## Given request
The records below must be retyped exactly.

## Listed records
────────────────────────────────────────

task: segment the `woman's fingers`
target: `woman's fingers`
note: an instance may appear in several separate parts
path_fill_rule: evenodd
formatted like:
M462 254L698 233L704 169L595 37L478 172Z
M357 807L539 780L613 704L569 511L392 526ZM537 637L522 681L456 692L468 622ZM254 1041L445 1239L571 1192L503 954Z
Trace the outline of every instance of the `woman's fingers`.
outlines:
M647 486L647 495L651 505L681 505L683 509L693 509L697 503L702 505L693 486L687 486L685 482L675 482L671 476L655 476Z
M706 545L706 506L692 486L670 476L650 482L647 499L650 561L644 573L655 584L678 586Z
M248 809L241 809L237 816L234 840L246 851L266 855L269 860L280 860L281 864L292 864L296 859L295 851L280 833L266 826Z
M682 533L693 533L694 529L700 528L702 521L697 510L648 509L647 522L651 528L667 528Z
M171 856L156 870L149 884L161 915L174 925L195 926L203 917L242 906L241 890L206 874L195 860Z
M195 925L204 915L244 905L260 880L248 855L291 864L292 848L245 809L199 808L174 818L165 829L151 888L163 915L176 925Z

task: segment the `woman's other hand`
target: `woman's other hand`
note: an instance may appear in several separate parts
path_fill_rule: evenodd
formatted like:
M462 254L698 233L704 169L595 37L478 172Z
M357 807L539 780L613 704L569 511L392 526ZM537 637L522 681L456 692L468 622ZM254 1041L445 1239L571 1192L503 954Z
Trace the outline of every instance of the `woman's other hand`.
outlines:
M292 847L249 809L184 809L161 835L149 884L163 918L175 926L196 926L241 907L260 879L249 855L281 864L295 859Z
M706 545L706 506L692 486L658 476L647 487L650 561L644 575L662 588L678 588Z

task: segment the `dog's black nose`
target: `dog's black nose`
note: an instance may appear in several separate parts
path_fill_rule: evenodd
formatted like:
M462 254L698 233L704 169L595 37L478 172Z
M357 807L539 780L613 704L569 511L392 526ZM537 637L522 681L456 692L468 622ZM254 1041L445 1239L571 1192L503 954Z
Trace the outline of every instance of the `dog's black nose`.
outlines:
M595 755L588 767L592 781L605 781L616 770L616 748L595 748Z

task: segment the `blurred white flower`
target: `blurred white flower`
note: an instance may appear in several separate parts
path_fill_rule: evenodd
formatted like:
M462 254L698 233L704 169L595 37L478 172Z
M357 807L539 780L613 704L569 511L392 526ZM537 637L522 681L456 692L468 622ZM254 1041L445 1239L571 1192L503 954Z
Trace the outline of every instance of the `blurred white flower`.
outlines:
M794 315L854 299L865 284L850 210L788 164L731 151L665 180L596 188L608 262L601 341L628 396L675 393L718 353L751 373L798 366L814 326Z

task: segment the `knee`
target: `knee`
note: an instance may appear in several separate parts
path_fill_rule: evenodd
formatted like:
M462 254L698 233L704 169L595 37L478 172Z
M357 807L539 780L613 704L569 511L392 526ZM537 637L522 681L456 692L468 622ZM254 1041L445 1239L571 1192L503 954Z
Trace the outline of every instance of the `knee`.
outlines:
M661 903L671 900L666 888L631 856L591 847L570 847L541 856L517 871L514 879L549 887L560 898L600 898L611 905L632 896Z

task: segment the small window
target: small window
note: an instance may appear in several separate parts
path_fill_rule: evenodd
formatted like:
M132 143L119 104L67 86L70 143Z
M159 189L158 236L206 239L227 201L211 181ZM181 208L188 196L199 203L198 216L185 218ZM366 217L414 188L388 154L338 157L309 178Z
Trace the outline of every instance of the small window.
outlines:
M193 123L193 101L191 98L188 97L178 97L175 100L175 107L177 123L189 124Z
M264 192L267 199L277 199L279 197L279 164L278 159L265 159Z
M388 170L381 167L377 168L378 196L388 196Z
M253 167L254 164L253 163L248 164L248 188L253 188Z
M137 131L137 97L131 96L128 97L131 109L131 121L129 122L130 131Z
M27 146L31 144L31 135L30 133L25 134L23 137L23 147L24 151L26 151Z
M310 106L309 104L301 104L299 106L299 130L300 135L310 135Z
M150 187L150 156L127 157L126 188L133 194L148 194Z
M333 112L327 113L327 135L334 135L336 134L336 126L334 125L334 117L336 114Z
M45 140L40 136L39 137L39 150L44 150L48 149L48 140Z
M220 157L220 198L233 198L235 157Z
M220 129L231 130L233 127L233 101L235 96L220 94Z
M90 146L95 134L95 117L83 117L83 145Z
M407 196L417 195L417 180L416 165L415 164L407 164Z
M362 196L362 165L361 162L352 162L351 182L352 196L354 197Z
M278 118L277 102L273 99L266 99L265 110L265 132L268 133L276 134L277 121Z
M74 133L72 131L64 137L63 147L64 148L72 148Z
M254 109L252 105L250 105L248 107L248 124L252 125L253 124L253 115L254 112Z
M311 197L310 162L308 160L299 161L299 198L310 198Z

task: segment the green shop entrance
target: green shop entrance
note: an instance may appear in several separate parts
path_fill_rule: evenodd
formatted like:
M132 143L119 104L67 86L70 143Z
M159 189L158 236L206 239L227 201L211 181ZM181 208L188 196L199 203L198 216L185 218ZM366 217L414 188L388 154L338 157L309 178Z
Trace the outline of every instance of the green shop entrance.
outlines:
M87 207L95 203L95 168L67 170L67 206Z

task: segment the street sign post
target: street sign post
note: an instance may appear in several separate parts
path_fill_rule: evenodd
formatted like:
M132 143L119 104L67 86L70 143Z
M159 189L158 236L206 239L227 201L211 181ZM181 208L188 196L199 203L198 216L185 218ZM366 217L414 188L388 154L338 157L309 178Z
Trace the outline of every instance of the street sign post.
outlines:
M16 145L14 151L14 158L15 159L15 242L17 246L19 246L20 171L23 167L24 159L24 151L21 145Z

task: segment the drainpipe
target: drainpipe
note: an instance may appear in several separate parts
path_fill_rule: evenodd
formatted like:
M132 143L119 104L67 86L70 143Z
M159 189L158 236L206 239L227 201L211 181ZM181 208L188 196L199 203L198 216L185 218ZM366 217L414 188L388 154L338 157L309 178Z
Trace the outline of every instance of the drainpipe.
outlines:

────────────────────────────────────────

## Exercise solution
task: segment the `woman's fingers`
target: `woman's fingers`
note: an instance may appear in several separate parts
path_fill_rule: evenodd
formatted like:
M462 254L698 233L704 169L595 37L478 172Z
M357 807L539 780L613 704L569 511L392 526ZM537 637L522 681L456 692L468 622ZM254 1041L445 1239L571 1192L503 954Z
Trace the outline of every instance of the `woman's fingers`.
outlines:
M647 486L647 495L651 505L681 505L683 509L693 509L697 503L702 505L693 486L687 486L685 482L675 482L671 476L655 476Z
M706 545L706 506L692 486L670 476L650 482L647 499L650 561L644 573L655 584L678 586Z
M248 809L241 809L237 816L234 840L246 851L266 855L269 860L280 860L281 864L292 864L296 859L295 851L280 833L266 826Z
M682 533L693 533L694 529L700 528L702 521L697 510L648 509L647 522L651 528L667 528Z
M171 856L156 870L149 884L161 915L174 925L195 926L203 917L242 906L241 890L206 874L195 860Z
M195 925L204 915L244 905L260 880L248 855L291 864L292 848L245 809L199 808L174 818L165 829L151 888L163 915L176 925Z

task: segment the `woman's other hand`
target: `woman's other hand`
note: an instance may appear in several separate parts
path_fill_rule: evenodd
formatted like:
M462 254L698 233L704 169L595 37L478 172Z
M357 807L539 780L613 704L569 511L392 526ZM537 637L522 681L456 692L468 622ZM254 1041L445 1239L571 1192L503 954Z
Trace the outline of every instance of the `woman's other hand`.
outlines:
M292 847L249 809L184 809L161 835L149 884L163 918L175 926L196 926L241 907L260 879L249 855L281 864L295 859Z
M706 545L706 506L692 486L658 476L647 487L650 561L644 575L662 588L678 588Z

task: segment the `dog's black nose`
target: `dog's black nose`
note: an instance may appear in several separate parts
path_fill_rule: evenodd
formatted like:
M462 254L698 233L704 169L595 37L478 172Z
M357 807L539 780L613 704L569 511L392 526ZM537 637L522 681L456 692L468 622ZM254 1041L445 1239L571 1192L503 954Z
Trace the outline of every instance of the `dog's black nose`.
outlines:
M595 755L588 767L592 781L605 781L616 770L616 748L595 748Z

task: segment the `blurred white flower`
target: `blurred white flower`
note: an instance may appear in several separate parts
path_fill_rule: evenodd
formatted like:
M462 254L698 233L704 169L595 37L478 172Z
M357 807L539 780L613 704L569 511L392 526ZM537 637L522 681L456 692L468 622ZM254 1041L445 1239L571 1192L503 954Z
Trace the outline of every instance of the `blurred white flower`.
outlines:
M794 315L854 299L865 284L850 210L788 164L731 151L665 180L596 188L608 262L601 341L628 396L675 393L718 353L751 373L798 366L814 326Z

task: segment the `knee`
target: `knee`
note: an instance may appear in several separate parts
path_fill_rule: evenodd
formatted like:
M462 254L698 233L704 169L595 37L478 172Z
M357 807L539 780L613 704L569 511L392 526ZM537 637L522 681L456 692L468 622ZM254 1041L445 1239L571 1192L503 954Z
Trace the outline of every instance of the `knee`.
outlines:
M661 903L671 900L666 888L631 856L591 847L570 847L541 856L517 871L514 879L549 887L560 898L600 898L611 905L632 896Z

task: segment the small window
target: small window
note: an instance may appear in several separate parts
path_fill_rule: evenodd
formatted like:
M132 143L119 104L67 86L70 143Z
M159 189L158 236L206 239L227 201L211 181ZM181 208L188 196L199 203L198 216L185 218ZM366 217L414 188L388 154L338 157L309 178Z
Trace the outline of every instance of the small window.
outlines:
M193 123L193 101L191 98L188 97L178 97L175 100L175 107L177 123L189 124Z
M264 192L267 199L277 199L279 197L279 164L278 159L265 159Z
M388 170L381 167L377 168L378 196L388 196Z
M253 167L254 164L253 163L248 164L248 188L253 188Z
M137 131L137 97L131 96L128 97L131 109L131 121L129 122L130 131Z
M27 146L31 144L31 135L30 133L25 134L23 137L23 147L24 151L26 151Z
M310 106L309 104L301 104L299 106L299 130L300 135L310 135Z
M150 187L150 156L127 157L126 188L133 194L148 194Z
M333 112L327 113L327 135L334 135L336 134L336 126L334 125L334 117L336 114Z
M45 140L40 136L39 137L39 150L44 150L48 149L48 140Z
M220 157L220 198L233 198L235 157Z
M220 129L231 130L233 127L233 101L235 96L220 94Z
M90 146L95 134L95 117L83 117L83 145Z
M407 196L417 195L417 180L416 165L415 164L407 164Z
M362 196L362 165L361 162L352 162L351 182L352 196L354 197Z
M278 118L277 102L273 99L266 99L265 110L265 132L268 133L276 134L277 121Z
M74 133L72 131L64 137L63 147L64 148L72 148Z
M254 109L252 105L250 105L248 107L248 124L252 125L253 124L253 115L254 112Z
M311 197L310 162L308 160L299 161L299 198L310 198Z

task: segment the green shop entrance
target: green shop entrance
note: an instance may appear in several separate parts
path_fill_rule: evenodd
formatted like:
M132 143L119 104L67 86L70 143Z
M159 189L158 236L206 239L227 201L211 181ZM181 208L188 196L199 203L198 216L185 218ZM366 217L414 188L388 154L338 157L309 178Z
Trace the outline of every instance of the green shop entrance.
outlines:
M87 207L95 203L95 168L67 170L67 206Z

task: segment the street sign post
target: street sign post
note: an instance may appear in several separate parts
path_fill_rule: evenodd
formatted like:
M132 143L119 104L67 86L70 143Z
M159 189L158 236L206 239L227 201L211 181ZM181 208L188 196L199 203L198 216L185 218ZM366 217L414 188L388 154L338 157L309 178Z
Trace the outline of every instance of the street sign post.
outlines:
M16 145L14 151L14 158L15 159L15 242L17 246L19 246L20 171L23 167L24 159L24 151L21 145Z

task: segment the drainpipe
target: drainpipe
note: an instance may appear in several separate parts
path_fill_rule: evenodd
formatted like:
M132 143L119 104L67 86L70 143Z
M159 189L158 236L206 239L227 201L211 181ZM181 208L188 196L199 203L198 216L185 218ZM366 217L414 188L388 154L338 157L309 178Z
Trace the outline of every instance of the drainpipe.
outlines:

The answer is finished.